### Task directions
Pick out each line in the rows below that contains the word "tree", and copy those lines.
================
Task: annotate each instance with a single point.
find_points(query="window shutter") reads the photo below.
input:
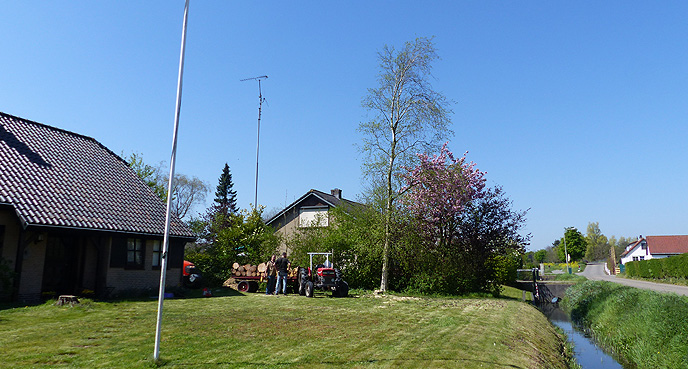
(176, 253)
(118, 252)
================
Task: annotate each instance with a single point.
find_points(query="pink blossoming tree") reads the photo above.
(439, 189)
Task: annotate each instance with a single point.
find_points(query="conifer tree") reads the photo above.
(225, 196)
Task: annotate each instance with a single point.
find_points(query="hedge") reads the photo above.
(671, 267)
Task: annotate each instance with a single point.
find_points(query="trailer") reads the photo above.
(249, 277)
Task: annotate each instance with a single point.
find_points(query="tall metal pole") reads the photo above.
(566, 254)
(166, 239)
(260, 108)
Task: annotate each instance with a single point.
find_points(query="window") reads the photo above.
================
### The completed task
find_points(query="pink blossoming tree") reads the photo above.
find_points(query="conifer tree") reads the photo above.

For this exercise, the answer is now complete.